## Questions on the material
- 1) In the interview below on social media and the First Amendment, what does AA think the Supreme Court is likely to say about Florida and Texas?
- 2) Sum up the interview below on social media and the First Amendment in two sentences.
- 3) Retype the part of the interview below on social media and the First Amendment that opens with the words containing "FAW: Why would" and closes with "to one another?".

## Passage for review
┌──

FAW: Why would the Attorneys General of Missouri and Louisiana file this case claiming government officials unconstitutionally suppressed conservative viewpoints online, but then advocate in favor of Texas and Florida’s social media laws, which would allow state regulation of social media companies, in the NetChoice cases before the court? Is this all based on viewpoint discrimination? Are the stances contradictory to one another?

AA: I do think there’s a deep tension between the position the states have staked out in these two cases, and I think it is unconstitutional for the government to try to coerce the platform’s into changing their content moderation policies, and I think it is unconstitutional for states not to coerce but to directly set the content moderation policies of the platforms through legislation like the ones passed in Florida and Texas. I don’t know how to reconcile those two positions. There’s probably an uncharitable political explanation for what’s going on that I’m not going to speculate on, but I do think there’s tension between the two. The First Amendment has to work for everyone. And that means the role of government that we set in the boundaries that we draw using the First Amendment has to be enforced consistently for everyone to have faith that these constitutional principles apply even-handedly. It would deeply undermine the purposes of the First Amendment if the Supreme Court were to answer those two questions in a politicized way, and I think that it’s unlikely that that’s how the court is going to resolve those two cases. I think it’s likely to say that Florida and Texas cannot force the platforms to carry speech that they don’t want to carry. I think it’s also likely to say that the First Amendment forbids government coercion. I’m not especially worried about that possibility, but we’ll see.

└──

## Data records

┌──

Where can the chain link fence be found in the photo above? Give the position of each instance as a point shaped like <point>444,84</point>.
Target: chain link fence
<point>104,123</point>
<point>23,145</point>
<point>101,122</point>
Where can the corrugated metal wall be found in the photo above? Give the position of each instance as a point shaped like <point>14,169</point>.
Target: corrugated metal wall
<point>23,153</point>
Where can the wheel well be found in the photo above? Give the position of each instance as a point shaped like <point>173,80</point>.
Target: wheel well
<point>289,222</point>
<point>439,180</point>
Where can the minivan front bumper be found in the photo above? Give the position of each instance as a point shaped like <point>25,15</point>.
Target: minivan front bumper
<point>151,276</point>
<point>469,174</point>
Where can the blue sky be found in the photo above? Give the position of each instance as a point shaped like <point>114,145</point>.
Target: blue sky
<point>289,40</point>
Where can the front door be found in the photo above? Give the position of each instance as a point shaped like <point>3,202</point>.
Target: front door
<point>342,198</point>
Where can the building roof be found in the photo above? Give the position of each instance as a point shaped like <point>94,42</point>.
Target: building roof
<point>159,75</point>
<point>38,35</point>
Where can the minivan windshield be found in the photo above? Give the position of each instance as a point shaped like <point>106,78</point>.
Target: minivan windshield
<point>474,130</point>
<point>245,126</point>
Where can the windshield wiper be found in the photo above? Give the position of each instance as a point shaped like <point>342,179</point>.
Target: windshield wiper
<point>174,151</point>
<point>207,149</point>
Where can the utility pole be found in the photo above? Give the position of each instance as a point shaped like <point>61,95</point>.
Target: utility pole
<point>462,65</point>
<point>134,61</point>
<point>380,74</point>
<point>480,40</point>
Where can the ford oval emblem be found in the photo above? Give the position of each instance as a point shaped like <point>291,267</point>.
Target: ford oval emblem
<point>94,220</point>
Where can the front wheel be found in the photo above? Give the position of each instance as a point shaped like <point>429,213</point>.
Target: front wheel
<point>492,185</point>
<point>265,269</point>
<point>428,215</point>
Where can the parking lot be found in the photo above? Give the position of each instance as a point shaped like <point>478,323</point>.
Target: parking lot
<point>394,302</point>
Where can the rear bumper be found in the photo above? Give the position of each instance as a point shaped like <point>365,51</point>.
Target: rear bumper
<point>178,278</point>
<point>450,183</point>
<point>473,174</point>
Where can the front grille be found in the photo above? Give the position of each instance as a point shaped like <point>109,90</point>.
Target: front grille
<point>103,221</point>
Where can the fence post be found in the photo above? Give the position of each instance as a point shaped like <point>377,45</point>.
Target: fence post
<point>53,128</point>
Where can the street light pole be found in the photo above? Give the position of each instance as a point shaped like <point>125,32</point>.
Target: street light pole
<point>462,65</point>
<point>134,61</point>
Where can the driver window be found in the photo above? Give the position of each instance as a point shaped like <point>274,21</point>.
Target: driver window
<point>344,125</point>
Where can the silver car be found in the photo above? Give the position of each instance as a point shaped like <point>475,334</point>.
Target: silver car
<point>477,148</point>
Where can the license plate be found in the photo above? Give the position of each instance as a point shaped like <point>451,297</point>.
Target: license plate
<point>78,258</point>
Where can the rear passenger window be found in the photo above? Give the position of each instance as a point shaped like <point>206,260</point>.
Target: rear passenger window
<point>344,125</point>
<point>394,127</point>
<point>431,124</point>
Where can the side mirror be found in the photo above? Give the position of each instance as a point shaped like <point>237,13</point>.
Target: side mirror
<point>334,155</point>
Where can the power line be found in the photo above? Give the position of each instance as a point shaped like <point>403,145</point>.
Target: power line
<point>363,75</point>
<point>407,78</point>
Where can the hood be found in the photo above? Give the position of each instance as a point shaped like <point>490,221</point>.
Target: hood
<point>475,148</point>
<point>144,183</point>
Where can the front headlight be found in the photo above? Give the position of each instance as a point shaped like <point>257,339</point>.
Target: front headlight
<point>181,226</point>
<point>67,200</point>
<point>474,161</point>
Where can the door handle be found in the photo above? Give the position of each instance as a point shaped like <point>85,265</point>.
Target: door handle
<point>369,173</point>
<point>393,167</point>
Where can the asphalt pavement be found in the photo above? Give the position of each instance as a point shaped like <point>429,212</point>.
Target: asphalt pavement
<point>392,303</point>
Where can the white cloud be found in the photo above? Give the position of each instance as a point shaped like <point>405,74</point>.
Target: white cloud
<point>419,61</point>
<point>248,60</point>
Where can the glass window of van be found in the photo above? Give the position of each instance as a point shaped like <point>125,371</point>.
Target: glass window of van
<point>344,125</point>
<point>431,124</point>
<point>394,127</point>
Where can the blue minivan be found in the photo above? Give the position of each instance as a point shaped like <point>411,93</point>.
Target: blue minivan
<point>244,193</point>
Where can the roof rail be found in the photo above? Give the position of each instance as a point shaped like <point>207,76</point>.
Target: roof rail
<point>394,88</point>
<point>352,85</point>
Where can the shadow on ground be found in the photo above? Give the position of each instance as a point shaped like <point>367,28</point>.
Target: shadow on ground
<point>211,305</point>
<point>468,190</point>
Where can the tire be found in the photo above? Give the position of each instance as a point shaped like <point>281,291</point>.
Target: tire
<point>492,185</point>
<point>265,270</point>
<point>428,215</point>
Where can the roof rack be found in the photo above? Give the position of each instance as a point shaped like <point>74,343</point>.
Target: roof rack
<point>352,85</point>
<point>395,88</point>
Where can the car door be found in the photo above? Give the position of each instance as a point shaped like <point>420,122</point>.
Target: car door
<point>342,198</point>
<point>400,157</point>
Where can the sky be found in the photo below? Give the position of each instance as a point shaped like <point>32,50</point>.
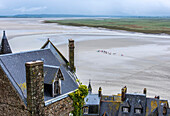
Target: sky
<point>87,7</point>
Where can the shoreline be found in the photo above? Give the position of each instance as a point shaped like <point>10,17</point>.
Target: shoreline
<point>145,60</point>
<point>126,24</point>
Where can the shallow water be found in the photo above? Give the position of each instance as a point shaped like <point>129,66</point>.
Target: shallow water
<point>145,61</point>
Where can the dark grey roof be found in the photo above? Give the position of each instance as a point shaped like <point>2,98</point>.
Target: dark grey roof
<point>5,48</point>
<point>135,101</point>
<point>50,73</point>
<point>92,99</point>
<point>14,66</point>
<point>111,108</point>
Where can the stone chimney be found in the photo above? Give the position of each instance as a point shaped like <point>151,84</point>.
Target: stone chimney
<point>144,91</point>
<point>123,94</point>
<point>125,89</point>
<point>35,88</point>
<point>164,109</point>
<point>89,87</point>
<point>100,92</point>
<point>71,55</point>
<point>5,47</point>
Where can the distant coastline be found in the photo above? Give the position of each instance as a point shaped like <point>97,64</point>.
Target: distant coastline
<point>73,15</point>
<point>142,25</point>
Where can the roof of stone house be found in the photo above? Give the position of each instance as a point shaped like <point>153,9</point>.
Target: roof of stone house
<point>110,108</point>
<point>154,104</point>
<point>50,73</point>
<point>14,66</point>
<point>92,99</point>
<point>110,105</point>
<point>4,47</point>
<point>58,54</point>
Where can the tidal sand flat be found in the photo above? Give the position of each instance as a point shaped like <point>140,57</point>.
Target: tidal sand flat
<point>133,59</point>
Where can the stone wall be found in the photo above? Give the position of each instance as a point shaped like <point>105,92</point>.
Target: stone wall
<point>60,108</point>
<point>10,102</point>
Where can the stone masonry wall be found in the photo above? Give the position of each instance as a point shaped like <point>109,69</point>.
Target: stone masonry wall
<point>10,102</point>
<point>35,87</point>
<point>60,108</point>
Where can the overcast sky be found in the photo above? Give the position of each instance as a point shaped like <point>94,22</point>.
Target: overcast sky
<point>87,7</point>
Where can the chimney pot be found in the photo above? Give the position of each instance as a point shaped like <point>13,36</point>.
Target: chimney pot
<point>100,92</point>
<point>144,91</point>
<point>71,54</point>
<point>123,94</point>
<point>34,77</point>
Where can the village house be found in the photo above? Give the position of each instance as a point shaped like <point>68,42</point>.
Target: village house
<point>124,104</point>
<point>36,82</point>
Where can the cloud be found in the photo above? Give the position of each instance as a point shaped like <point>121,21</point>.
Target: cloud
<point>32,9</point>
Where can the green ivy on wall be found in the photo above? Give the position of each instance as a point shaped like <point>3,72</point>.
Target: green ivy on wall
<point>78,99</point>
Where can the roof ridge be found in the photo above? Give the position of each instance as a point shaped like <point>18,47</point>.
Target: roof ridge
<point>25,52</point>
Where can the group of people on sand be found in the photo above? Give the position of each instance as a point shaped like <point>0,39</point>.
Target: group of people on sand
<point>106,52</point>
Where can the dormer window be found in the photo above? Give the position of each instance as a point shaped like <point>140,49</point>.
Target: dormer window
<point>138,111</point>
<point>57,87</point>
<point>126,109</point>
<point>138,108</point>
<point>86,110</point>
<point>126,106</point>
<point>52,80</point>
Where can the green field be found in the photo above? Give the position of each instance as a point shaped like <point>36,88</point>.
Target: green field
<point>144,25</point>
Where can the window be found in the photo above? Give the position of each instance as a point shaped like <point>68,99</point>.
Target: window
<point>126,109</point>
<point>138,110</point>
<point>57,87</point>
<point>86,110</point>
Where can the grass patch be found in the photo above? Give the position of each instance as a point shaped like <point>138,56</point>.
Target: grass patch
<point>144,25</point>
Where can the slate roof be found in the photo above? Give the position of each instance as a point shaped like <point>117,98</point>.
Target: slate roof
<point>5,48</point>
<point>50,73</point>
<point>92,99</point>
<point>14,66</point>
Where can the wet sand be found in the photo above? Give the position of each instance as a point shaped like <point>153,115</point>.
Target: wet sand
<point>139,60</point>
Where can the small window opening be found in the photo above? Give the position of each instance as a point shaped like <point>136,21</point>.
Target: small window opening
<point>125,109</point>
<point>138,110</point>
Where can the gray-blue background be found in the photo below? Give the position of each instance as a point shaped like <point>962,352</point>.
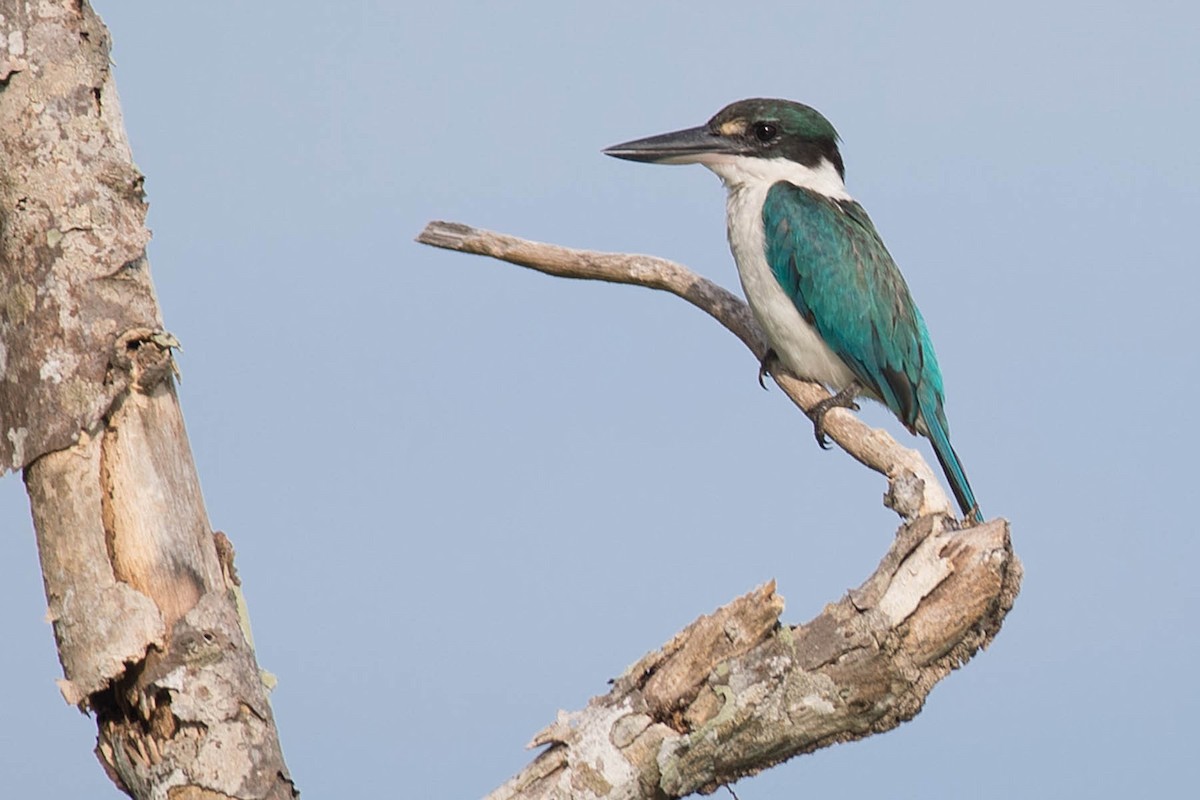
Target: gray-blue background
<point>463,495</point>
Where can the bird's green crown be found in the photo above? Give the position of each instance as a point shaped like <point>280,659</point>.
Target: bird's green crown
<point>773,128</point>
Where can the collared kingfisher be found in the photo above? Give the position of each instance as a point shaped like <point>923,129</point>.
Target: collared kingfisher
<point>819,278</point>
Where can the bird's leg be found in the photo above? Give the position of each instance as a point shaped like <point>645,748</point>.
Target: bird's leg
<point>845,398</point>
<point>767,366</point>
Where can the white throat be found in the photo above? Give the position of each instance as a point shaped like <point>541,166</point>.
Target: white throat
<point>744,172</point>
<point>748,180</point>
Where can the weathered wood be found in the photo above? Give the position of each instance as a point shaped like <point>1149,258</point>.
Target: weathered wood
<point>738,691</point>
<point>143,609</point>
<point>701,713</point>
<point>913,488</point>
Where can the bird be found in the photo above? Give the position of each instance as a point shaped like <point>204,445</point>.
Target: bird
<point>821,284</point>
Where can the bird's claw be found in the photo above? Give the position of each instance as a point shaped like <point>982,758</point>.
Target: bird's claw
<point>845,398</point>
<point>766,367</point>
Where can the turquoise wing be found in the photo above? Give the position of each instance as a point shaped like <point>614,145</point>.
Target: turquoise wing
<point>828,257</point>
<point>833,264</point>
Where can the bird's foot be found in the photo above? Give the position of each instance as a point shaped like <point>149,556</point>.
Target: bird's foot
<point>845,398</point>
<point>768,366</point>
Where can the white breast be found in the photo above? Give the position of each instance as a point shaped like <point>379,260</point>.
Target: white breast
<point>797,343</point>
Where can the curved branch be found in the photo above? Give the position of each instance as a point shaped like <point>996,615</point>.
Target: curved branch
<point>913,489</point>
<point>737,692</point>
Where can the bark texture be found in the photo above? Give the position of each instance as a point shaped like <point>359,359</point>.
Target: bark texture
<point>739,691</point>
<point>144,611</point>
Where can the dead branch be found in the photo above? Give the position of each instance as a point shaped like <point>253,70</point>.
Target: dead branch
<point>144,617</point>
<point>738,691</point>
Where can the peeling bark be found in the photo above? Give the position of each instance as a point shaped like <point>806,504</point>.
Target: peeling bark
<point>144,609</point>
<point>739,691</point>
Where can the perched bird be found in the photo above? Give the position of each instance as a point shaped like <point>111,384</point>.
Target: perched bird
<point>819,280</point>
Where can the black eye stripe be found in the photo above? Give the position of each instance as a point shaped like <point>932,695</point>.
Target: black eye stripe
<point>766,131</point>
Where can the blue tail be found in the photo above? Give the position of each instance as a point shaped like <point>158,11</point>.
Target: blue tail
<point>940,437</point>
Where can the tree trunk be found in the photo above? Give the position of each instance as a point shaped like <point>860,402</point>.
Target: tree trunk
<point>143,603</point>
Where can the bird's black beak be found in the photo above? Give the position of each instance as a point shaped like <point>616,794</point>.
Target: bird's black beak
<point>677,148</point>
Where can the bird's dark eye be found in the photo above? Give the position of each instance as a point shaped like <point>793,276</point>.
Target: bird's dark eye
<point>766,131</point>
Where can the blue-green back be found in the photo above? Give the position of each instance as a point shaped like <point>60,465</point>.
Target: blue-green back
<point>833,264</point>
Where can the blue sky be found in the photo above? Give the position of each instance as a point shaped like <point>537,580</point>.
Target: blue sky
<point>465,495</point>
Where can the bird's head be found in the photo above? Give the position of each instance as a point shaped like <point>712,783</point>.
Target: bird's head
<point>748,140</point>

└──

## Results
- 1) That Florida and Texas cannot force the platforms to carry speech that they don't want to carry.

- 2) Asked about the states' positions, AA sees a deep tension between Missouri and Louisiana claiming government officials unconstitutionally pressured platforms and their support for the Florida and Texas laws, holding that both government coercion of platforms and direct state setting of their content moderation policies are unconstitutional. Arguing that the First Amendment must be applied even-handedly for everyone, AA expects the Supreme Court to rule that the states cannot force platforms to carry speech and that the First Amendment forbids government coercion.

- 3)
FAW: Why would the Attorneys General of Missouri and Louisiana file this case claiming government officials unconstitutionally suppressed conservative viewpoints online, but then advocate in favor of Texas and Florida’s social media laws, which would allow state regulation of social media companies, in the NetChoice cases before the court? Is this all based on viewpoint discrimination? Are the stances contradictory to one another?